_WRITTEN PROBLEM 1:_ Show each line of the rows that contains the word "handle".
___ DOCUMENT EXCERPT ___
For today’s world investment is not just an option but it is a necessity. If you won’t invest your money then over some time the value of your money would decrease. So the investment is necessary for students.
Let me bring a simple situation in front of you. Suppose you had saved 5 rupees in your piggy bank 2 years back. Now 2 years back you could buy one piece of samosa with that money but now, if you want to buy a samosa then you are asked to pay 10 rupees. So now you can’t buy samosa with that money, this means the value of your money got decreased. So the investment is necessary.
Now why the value of your money got decreased it got decreased due to an increase in inflation. According to SEBI inflation increases with a rate of 4- 6 percent ( the inflation rates are subject to change) each year. So the value of your money decreases when kept idle. So you should invest your money.
You can generally invest your money in these 4 different domains. There are more different investment options but as a student, you should know the following given investment options:
1. Fixed deposit in the bank
2. In real state
3. Investment in metal such as gold.
4. Stock market
4.1. Direct Equity
4.2. Mutual funds.
Fixed deposit only gives you at most 6-7 percent interest. Here I have mentioned the maximum interest rate given by the banks and financial institutions. Usually, the interest rate given by banks and financial institutions is lower. Earlier the rates of fixed deposits were higher.
But now since banks have sufficient funds after the demonetization so most banks have decreased their FD rates. In a Fixed deposit, you have to deposit your money for a fixed tenure and if you break the fixed deposit before maturity then you are charged. Fixed deposits returns are taxable.
___ ENTRIES SHOWN ___
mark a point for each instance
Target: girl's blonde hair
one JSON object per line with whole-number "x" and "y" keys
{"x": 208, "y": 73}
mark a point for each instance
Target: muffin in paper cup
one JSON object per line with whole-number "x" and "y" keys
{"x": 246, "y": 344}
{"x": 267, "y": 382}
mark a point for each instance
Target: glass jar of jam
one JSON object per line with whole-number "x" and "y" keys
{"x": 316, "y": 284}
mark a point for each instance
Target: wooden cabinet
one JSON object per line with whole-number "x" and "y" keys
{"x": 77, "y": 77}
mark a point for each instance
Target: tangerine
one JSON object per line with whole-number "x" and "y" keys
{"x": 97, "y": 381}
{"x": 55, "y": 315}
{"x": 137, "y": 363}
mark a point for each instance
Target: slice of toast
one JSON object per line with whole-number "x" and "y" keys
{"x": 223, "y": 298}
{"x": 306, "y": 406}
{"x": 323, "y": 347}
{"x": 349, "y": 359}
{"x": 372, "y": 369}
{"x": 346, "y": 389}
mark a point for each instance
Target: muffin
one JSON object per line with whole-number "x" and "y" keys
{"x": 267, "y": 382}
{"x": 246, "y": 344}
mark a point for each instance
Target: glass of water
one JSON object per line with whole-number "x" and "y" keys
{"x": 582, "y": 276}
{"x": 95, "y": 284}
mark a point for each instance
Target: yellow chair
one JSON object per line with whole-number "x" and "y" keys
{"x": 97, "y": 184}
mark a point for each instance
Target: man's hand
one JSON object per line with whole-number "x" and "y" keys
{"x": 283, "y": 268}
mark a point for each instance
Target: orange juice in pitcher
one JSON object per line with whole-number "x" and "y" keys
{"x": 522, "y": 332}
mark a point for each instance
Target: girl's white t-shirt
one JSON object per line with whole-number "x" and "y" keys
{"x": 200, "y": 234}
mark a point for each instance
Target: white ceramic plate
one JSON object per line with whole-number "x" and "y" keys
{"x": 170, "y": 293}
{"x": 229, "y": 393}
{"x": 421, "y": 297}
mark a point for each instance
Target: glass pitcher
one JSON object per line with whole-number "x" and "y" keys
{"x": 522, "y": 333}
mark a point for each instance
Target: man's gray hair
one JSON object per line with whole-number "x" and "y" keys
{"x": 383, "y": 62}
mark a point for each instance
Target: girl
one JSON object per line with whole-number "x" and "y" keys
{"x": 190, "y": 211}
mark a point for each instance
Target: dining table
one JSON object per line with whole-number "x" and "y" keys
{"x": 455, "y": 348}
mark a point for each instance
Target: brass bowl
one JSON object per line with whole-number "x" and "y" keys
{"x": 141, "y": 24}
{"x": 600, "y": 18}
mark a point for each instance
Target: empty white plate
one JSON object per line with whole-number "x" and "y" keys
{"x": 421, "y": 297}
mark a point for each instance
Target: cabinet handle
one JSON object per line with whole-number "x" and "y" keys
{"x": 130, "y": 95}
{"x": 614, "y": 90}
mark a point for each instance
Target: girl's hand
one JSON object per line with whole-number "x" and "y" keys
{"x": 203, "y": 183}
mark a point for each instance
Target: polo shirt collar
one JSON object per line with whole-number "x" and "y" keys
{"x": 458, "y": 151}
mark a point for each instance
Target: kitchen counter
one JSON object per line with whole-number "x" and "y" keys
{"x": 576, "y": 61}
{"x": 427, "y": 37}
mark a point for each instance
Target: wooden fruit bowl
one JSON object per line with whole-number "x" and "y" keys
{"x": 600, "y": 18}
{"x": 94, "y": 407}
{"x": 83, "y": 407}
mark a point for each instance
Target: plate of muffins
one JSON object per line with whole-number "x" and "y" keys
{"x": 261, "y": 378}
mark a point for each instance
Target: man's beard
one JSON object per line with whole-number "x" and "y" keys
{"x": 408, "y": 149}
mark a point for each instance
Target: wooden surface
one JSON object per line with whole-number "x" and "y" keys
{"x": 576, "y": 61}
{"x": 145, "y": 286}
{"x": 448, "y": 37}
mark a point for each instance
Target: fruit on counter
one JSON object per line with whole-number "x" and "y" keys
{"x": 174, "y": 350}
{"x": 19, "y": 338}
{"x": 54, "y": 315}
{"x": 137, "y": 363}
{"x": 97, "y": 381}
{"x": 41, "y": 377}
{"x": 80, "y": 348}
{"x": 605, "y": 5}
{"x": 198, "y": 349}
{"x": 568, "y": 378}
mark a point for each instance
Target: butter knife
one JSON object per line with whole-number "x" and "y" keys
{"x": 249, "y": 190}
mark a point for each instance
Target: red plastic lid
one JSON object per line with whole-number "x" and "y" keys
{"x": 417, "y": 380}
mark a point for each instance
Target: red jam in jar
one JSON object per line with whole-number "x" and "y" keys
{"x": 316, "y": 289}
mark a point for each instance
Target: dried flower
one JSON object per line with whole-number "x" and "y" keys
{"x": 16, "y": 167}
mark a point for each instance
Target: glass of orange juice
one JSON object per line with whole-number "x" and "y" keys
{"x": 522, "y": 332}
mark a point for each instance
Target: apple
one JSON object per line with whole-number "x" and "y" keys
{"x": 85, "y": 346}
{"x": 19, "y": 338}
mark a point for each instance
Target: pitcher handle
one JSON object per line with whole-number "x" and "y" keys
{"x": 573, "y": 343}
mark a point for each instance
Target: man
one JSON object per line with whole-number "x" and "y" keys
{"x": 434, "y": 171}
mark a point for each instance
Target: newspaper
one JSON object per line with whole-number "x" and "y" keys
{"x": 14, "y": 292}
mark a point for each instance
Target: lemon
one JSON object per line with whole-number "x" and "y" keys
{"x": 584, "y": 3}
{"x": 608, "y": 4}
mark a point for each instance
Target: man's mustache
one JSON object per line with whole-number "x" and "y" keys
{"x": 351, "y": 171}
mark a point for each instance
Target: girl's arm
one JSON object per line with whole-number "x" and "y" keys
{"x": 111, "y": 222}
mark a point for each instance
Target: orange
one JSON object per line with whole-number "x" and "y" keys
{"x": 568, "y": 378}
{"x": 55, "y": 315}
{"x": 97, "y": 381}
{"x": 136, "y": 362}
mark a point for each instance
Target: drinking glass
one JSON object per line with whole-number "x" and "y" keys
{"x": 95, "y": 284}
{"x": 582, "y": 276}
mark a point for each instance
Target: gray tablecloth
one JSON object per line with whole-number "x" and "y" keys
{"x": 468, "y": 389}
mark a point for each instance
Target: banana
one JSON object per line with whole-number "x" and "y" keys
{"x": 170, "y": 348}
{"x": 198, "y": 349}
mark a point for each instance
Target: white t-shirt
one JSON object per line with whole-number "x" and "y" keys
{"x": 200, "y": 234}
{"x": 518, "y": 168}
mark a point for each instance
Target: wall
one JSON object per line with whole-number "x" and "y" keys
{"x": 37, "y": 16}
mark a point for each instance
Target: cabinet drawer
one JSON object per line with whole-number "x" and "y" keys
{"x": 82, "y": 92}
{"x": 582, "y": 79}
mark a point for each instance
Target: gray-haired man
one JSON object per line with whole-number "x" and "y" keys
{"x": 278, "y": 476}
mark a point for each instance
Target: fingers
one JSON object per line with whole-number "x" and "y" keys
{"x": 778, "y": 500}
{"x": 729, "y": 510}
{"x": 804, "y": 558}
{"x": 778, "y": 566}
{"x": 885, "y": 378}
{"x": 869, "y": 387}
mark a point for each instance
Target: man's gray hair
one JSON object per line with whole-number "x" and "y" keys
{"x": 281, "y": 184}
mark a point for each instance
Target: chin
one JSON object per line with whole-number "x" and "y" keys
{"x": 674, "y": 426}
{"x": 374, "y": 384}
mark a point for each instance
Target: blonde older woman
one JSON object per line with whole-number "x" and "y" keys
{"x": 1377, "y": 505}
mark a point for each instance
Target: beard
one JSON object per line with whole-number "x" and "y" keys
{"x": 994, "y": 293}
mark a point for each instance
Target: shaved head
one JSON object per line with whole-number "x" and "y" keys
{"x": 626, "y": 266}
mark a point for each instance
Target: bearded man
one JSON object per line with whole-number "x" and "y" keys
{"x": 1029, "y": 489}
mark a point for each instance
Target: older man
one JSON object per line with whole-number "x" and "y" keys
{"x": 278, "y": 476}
___
_WRITTEN PROBLEM 2:_ Write the next part of the piece on why students should invest, starting after its last sentence.

_TASK RESPONSE 1:_
Target: cabinet handle
Target: pitcher handle

_TASK RESPONSE 2:_
If the Fixed deposit interest return is Rs. 10,000 or greater than this amount then 10% TDS will be deducted from your bank account. And if your PAN card is not linked with your bank then 20% TDS will be deducted from your account. If you don’t know what TDS is then comment below. I will explain you using examples.
I personally don’t suggest you to invest your money in a fixed deposit as in this you can get at most 6-7% interest rate in your investment and each year inflation increases 4-6%( as per SEBI). So you can gain a nominal return of 2-3% return on your investment. Also, this return is taxable. So in my advice, as a student, you should not invest your money for such a minimal return.
You can purchase a piece of land or a building and sell it later when their prices will increase in the future. According to ET Money, the interest rate given by the real state over 10 years is 10 percent. Note that the returns are not guaranteed. They are subject to change depending on the market condition and the area where you have purchased the property.
It is definite that over a long period the returns are more than fixed deposits. But the real problem with this is that to invest in a real state you need a huge amount of investment. So this option is not preferable for you as a student. But if you are a student who has started earning a decent amount of money, you should consider this option.
Next, you can invest in precious metals such as gold, silver, platinum, palladium, etc. According to LiveMint.com the average return of gold over 15 to 25 years has been 9.4% to 11.6%. The returns have been pretty decent. But you should not invest your money based on previous returns. The returns are subject to change based on market sentiments and conditions and global economic conditions.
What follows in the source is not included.